** start of Text **

Graph Theory: Simple and Shortest Paths

Introduction

In this lesson, you'll investigate transversing paths through networks! This has many useful applications such as finding the shortest path from one node to another. Path finding algorithms are central to all directions applications such as Google Maps, Waze, or Apple Maps. Additionally, the shortest path between two nodes also serves as an incredibly important distance metric between two nodes! This will then serve as a foundation for future discussions regarding node centrality, underlying analysis such as cliques in social circles, or bottlenecks in the diffusion of information.

** end of Text **
** start of Dataset rows **

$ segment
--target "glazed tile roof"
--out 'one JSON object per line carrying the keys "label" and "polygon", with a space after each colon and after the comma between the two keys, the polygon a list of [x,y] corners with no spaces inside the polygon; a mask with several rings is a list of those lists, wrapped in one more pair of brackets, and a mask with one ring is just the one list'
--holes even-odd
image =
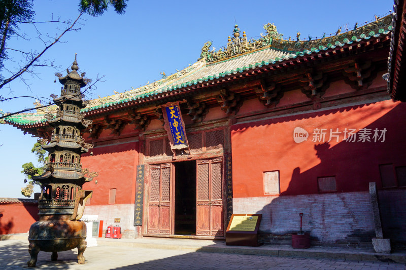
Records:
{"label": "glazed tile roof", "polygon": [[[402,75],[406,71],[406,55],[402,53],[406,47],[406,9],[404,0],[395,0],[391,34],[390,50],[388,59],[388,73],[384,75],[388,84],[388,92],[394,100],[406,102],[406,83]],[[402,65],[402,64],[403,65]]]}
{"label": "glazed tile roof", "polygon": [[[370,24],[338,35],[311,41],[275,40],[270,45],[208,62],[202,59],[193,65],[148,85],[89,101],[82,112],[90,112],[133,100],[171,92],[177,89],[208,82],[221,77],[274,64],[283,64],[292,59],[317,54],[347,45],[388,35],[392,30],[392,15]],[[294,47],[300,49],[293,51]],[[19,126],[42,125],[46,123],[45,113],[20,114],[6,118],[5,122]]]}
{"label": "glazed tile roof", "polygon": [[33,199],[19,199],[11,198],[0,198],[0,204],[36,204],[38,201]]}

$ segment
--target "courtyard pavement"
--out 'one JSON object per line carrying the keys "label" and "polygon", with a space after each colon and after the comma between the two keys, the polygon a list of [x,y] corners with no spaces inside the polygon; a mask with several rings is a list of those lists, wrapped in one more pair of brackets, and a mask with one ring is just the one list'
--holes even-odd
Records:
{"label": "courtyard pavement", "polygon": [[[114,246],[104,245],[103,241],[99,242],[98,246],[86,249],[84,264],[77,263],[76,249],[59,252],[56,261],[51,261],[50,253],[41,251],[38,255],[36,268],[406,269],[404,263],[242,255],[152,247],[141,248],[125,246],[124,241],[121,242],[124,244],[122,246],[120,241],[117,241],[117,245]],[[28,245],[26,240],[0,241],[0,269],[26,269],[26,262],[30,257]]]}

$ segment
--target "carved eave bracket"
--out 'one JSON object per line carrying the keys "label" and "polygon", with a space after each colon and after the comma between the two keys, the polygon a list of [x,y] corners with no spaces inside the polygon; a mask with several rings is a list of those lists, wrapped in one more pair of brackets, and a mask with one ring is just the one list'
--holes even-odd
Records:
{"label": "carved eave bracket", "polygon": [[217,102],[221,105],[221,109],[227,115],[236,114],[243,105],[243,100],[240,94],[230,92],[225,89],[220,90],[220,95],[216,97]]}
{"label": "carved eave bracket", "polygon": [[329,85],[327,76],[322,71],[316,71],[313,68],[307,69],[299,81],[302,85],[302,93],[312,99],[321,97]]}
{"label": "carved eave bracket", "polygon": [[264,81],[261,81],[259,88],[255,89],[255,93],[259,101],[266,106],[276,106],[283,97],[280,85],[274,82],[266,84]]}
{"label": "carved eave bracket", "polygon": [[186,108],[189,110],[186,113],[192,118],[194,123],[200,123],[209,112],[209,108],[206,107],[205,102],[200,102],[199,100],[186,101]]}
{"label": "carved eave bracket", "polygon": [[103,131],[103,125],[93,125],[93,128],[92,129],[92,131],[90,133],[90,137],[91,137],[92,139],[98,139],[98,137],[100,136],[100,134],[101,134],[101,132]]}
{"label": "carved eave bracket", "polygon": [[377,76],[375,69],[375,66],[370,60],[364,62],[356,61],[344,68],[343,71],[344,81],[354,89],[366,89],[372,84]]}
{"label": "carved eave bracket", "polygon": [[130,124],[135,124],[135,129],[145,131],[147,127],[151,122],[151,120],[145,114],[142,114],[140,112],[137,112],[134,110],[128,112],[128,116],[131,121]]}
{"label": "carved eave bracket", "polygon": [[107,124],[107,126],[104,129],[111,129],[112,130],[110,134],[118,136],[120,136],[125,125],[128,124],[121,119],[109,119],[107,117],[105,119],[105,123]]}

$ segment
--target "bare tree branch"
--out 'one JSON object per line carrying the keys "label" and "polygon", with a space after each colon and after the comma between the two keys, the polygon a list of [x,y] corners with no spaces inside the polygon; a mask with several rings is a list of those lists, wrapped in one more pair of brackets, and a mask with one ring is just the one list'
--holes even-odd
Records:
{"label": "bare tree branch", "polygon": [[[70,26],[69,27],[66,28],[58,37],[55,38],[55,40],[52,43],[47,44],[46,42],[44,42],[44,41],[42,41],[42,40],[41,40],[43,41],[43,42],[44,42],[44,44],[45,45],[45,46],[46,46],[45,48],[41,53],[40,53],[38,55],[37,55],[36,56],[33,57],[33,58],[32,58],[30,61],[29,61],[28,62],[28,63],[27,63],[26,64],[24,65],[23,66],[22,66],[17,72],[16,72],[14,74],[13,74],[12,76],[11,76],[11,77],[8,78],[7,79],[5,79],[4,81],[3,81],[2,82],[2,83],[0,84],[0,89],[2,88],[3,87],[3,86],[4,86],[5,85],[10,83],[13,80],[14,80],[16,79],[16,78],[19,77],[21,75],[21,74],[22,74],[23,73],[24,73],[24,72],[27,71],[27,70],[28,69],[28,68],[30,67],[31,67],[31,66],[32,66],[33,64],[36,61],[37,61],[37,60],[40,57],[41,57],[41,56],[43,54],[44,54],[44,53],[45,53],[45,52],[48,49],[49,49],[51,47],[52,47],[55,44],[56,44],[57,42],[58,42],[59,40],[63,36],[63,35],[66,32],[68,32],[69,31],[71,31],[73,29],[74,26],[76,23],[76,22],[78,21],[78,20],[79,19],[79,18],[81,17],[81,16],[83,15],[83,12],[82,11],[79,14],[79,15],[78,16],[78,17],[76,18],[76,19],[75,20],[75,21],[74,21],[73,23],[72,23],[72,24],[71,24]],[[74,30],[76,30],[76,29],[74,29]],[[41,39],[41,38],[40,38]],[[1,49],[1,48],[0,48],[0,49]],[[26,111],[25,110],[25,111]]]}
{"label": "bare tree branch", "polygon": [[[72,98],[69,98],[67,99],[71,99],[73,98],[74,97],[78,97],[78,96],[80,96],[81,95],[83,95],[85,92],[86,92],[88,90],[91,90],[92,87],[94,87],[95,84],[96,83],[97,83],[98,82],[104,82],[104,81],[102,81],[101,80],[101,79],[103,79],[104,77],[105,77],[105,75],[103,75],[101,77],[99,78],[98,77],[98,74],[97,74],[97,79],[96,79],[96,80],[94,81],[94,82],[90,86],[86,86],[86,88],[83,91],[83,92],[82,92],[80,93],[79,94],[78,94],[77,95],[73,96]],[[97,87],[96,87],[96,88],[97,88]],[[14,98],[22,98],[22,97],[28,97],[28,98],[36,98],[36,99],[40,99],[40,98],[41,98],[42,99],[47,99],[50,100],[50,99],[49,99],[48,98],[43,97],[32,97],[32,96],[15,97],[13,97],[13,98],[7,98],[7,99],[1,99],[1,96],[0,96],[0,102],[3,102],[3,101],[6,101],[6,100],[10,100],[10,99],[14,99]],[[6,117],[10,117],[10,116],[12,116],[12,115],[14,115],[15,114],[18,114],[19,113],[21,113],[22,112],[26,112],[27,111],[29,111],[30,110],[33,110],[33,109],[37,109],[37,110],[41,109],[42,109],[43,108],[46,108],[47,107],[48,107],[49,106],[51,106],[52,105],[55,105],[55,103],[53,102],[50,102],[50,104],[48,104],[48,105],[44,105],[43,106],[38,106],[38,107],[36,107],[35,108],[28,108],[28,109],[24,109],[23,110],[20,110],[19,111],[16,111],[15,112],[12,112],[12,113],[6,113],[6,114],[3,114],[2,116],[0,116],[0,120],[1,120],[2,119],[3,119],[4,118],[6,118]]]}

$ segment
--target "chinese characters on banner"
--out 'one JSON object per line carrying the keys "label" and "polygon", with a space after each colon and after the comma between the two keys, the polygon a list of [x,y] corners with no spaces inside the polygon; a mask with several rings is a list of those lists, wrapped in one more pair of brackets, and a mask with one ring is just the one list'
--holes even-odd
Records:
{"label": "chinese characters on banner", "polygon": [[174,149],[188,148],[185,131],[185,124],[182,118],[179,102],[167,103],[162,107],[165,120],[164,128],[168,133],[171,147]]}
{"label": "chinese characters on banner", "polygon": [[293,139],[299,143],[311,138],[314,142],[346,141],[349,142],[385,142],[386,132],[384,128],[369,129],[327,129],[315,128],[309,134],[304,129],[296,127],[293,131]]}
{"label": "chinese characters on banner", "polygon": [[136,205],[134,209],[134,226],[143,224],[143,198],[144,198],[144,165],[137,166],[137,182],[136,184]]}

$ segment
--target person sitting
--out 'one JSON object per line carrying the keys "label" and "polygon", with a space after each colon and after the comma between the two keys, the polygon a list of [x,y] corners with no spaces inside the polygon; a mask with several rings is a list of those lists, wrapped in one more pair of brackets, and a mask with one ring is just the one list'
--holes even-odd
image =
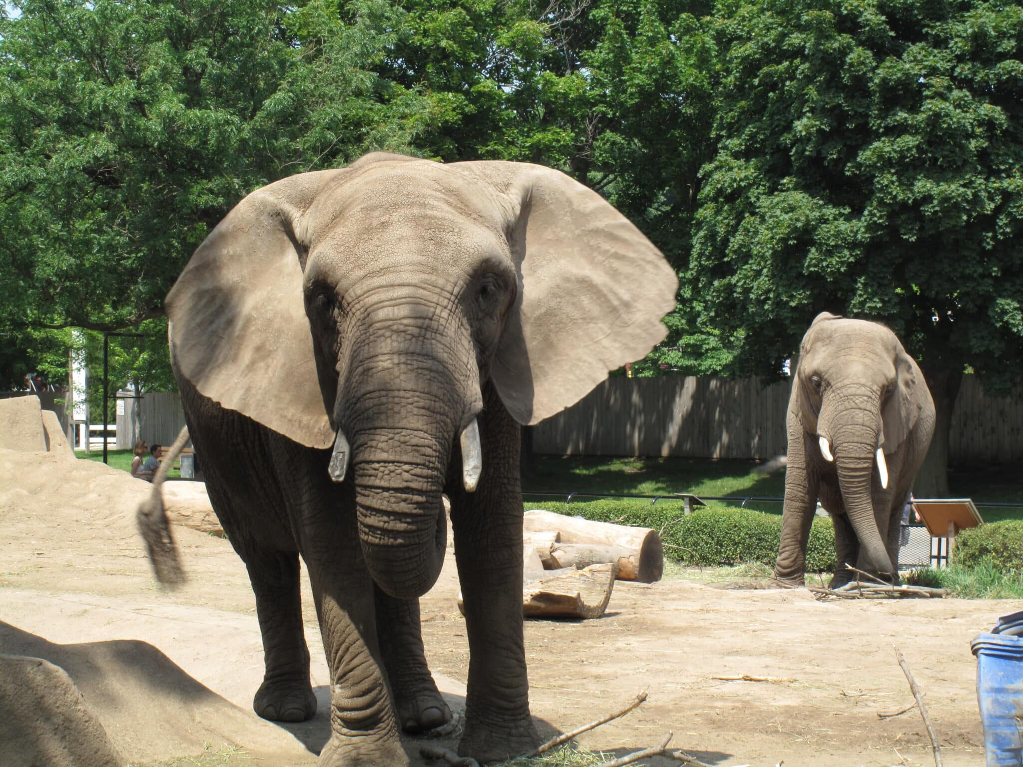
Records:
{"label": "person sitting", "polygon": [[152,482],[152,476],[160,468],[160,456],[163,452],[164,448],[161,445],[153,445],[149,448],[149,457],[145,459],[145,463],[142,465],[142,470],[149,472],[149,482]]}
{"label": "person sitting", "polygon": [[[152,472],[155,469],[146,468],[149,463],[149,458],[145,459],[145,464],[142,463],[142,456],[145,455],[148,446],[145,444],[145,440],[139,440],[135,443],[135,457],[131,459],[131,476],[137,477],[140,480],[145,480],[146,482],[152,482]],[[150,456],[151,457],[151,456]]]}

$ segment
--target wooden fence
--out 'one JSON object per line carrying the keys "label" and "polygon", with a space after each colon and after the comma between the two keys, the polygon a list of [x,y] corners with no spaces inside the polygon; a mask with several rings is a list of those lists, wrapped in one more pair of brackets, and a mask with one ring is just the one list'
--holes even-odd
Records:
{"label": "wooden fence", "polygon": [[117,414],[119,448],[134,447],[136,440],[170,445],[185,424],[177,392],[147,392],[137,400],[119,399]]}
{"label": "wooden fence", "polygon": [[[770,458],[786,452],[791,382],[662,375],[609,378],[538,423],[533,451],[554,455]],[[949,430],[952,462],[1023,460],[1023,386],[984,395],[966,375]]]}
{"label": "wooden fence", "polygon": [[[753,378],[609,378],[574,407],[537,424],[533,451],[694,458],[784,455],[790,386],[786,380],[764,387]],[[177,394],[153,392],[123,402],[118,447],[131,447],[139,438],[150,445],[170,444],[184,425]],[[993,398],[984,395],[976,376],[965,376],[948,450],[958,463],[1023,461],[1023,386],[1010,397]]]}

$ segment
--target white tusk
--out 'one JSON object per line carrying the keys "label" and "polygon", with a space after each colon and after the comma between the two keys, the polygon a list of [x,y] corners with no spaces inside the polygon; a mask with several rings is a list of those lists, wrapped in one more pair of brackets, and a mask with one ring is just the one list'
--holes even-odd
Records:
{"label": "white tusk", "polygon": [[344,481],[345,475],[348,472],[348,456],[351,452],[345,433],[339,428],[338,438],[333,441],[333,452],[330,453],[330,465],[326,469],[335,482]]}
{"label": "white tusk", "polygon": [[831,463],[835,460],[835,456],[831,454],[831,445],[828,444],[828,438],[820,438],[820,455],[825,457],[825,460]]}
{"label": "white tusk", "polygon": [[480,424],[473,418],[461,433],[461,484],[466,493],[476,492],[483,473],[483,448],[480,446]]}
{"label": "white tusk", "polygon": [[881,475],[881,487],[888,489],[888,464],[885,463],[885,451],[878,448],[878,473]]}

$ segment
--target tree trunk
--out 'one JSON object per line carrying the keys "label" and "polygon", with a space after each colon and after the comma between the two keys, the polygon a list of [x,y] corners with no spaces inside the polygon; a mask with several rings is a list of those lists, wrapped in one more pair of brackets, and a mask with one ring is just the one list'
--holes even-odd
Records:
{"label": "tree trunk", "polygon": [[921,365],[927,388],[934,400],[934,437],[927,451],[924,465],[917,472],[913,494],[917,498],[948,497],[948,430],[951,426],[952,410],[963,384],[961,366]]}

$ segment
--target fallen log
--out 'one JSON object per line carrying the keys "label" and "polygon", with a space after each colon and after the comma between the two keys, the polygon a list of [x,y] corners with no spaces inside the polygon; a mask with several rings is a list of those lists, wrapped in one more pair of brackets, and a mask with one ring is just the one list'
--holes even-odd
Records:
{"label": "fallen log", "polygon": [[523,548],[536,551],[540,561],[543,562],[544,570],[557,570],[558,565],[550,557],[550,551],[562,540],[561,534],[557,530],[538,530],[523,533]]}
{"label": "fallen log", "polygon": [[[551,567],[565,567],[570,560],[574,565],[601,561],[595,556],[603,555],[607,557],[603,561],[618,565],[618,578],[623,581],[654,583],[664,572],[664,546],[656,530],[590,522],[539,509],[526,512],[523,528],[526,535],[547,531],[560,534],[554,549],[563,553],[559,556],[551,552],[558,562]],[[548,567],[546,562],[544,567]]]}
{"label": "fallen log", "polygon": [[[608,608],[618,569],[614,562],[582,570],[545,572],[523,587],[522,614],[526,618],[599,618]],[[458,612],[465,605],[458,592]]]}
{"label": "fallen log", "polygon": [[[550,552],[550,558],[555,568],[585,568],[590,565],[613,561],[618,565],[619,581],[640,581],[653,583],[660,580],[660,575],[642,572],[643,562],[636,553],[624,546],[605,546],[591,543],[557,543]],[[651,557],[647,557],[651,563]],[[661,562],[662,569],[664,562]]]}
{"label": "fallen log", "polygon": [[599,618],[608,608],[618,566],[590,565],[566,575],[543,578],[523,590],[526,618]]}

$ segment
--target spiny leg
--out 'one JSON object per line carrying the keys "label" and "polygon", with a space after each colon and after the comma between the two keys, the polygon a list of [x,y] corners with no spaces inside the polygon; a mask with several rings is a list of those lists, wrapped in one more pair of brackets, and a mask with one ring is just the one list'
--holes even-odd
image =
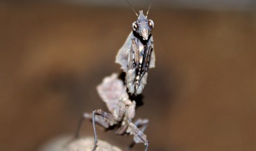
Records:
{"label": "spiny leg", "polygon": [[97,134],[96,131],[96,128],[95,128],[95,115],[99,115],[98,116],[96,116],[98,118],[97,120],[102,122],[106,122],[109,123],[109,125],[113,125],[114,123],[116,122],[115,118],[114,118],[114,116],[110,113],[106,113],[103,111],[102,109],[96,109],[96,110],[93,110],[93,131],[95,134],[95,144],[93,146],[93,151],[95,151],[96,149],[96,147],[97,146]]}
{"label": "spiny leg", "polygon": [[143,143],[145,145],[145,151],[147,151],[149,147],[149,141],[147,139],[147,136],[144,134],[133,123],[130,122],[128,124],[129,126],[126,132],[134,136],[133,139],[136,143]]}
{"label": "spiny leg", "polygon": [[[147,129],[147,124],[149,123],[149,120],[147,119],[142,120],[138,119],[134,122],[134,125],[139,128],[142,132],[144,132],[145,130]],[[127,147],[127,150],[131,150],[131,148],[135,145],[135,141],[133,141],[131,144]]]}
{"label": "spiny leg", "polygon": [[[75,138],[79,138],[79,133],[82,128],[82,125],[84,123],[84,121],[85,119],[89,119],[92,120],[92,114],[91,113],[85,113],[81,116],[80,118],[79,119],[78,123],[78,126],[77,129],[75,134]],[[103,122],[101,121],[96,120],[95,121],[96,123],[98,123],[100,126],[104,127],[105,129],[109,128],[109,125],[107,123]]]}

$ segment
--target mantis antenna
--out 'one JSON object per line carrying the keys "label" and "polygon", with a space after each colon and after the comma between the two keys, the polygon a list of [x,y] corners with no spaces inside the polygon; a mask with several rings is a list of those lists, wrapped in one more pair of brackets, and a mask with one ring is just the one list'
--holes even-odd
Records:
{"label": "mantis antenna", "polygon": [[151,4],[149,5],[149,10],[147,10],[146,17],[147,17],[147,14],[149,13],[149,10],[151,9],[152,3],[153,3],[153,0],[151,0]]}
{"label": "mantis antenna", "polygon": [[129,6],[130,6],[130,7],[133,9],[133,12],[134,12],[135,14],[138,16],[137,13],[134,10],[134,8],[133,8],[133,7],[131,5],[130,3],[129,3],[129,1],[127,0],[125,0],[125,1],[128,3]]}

** end of Dataset rows **

Complete the following.
a. Using the graph theory lesson above, decide whether each statement agrees with it, answering yes or no and quoting the words that decide it: (i) path finding algorithms are central to directions applications; (ii) the shortest path between two nodes works as a distance metric; (iii) node centrality is covered in this lesson itself.
b. Name every directions application mentioned in the graph theory lesson above.

Task-by-task results.
a.
(i) Yes: "Path finding algorithms are central to all directions applications"
(ii) Yes: "the shortest path between two nodes also serves as an incredibly important distance metric between two nodes"
(iii) No: "This will then serve as a foundation for future discussions regarding node centrality"

b. Google Maps, Waze, Apple Maps